*Activities:*
**1)** Decide whether each statement agrees with the article on award entries below. For each, answer yes or no and quote the deciding words from the article.
(a) The article says the UK has roughly three business awards seasons.
(b) The article says awards organisers have called off their ceremonies altogether.
(c) The article advises choosing awards that suit your own business rather than your audiences.
**2)** Using the article on award entries below, answer each question briefly.
(a) What three things does the article say you need to put together an award entry?
(b) What does the writer wonder might be the 2021 point of difference?
(c) Which ceremonies are winter entries for?
**3)** Return the part of the article on award entries from "You don’t need" up to and including "few months’ time.", copying it word for word.
** Opening Document segment block **
With our worlds turned upside down for the last few months, writing award entries has slipped even further down people’s to do lists, so we thought we’d help with these three practical steps to help with writing award entries when you haven’t the head space for writing them.
It’s not surprising that many people can’t get their around writing an award entry in the current reality. To put together an award entry you need a compelling story, all of the facts and figures at your fingertips, and the time and headspace to cleverly mix the two together into a brilliant submission. And we’ve all been a bit short on headspace recently.
The business awards world hasn’t stopped, with lots of sets of awards continuing to be open for entries. That presents an opportunity for those who can put an entry together in the current situation, but if you can’t, here are three steps you can take to put yourself in pole position when the metaphorical fog lifts.
1. Gather data for your award entry
You might not be ready to write that entry at the moment, but when you are, you’ll need data. If you’re thinking of telling a story about recovering from the pandemic you need the benchmark numbers to compare against, so that probably means gathering them now, or even looking backwards a few months.
You don’t need to do much, but don’t miss out on the opportunity to get your hands on numbers now that you might not be able to source – or source as easily – in a few months’ time.
2. Construct your award entry’s narrative
The thing about crises is they usually impact on one, or just a handful of businesses. But the Covid-19 pandemic belongs to everyone. Every business will have been impacted in one way or another. Every person has a lockdown story to tell. So why is your Covid-19 story any more impressive than anyone else’s? If you’re going to rely on Covid-19 as the hook for your entry, you’ll have to work hard on making it stand out.
I almost wonder if staying away from Covid-19 will be the 2021 point of difference. So do you have a different story you could tell?
3. Review which awards fit with your new strategy
Inevitably businesses have been forced to reassess, re-plan, even pivot as a result of the current pandemic. That is likely to mean you have a new strategy, perhaps even a refreshed new definition of success and realigned key messages. The awards you might have entered in 2019 may no longer be the ones that will deliver you the best value.
Which awards you enter should be decided by picking those which will impress the audiences most important to you. So if your new business model places a different emphasis on those audiences – or even appeals to a new one altogether – you’ll need to look for awards to suit them, not suit you.
Your three annual awards opportunities
Remember that there are roughly three business awards “seasons” in the UK – spring entries for summer ceremonies, late summer/autumn entries for winter ceremonies, and winter entries for early spring ceremonies. This gives you three shots each year at entering a set of awards that suits your business.
While the future of busy, glitzy awards ceremonies might feel uncertain in the current situation, awards organisers will be busy working on solutions to ensure that businesses can still claim the glory they deserve. Some have taken ceremonies online; others have postponed them until later in the year in the hope that social distancing restrictions will them to go ahead in some format or other.
We’ll have to wait and see how that plays out, but one thing’s for sure, it will take more than a pandemic to kill off the entire awards industry, and in the meantime, taking these three practical steps to help with writing award entries will increase your chances of success when the time comes.
** Closing Document segment block **
** Opening Collected material block **
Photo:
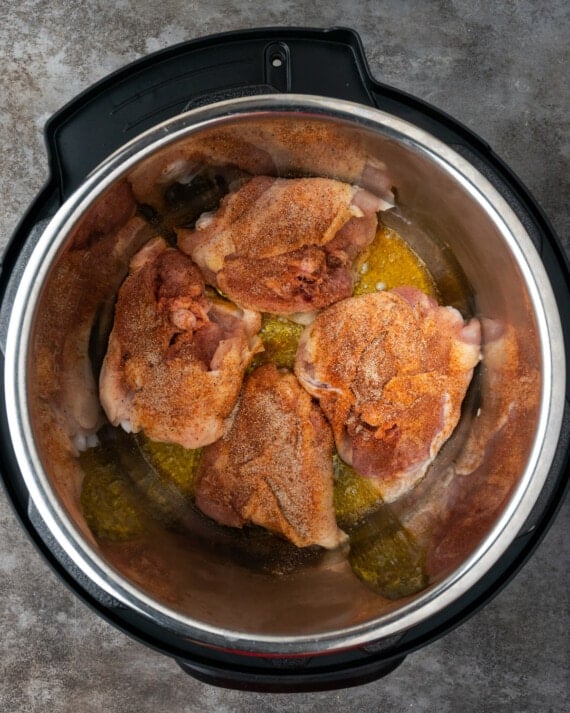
** Closing Collected material block **
*Completed exercise:*
**1)**
(a) Yes: "there are roughly three business awards “seasons” in the UK"
(b) No: "Some have taken ceremonies online; others have postponed them until later in the year"
(c) No: "you’ll need to look for awards to suit them, not suit you."

**2)**
(a) A compelling story, all of the facts and figures at your fingertips, and the time and headspace to mix the two into a submission.
(b) Staying away from Covid-19.
(c) Early spring ceremonies.

**3)**
You don’t need to do much, but don’t miss out on the opportunity to get your hands on numbers now that you might not be able to source – or source as easily – in a few months’ time.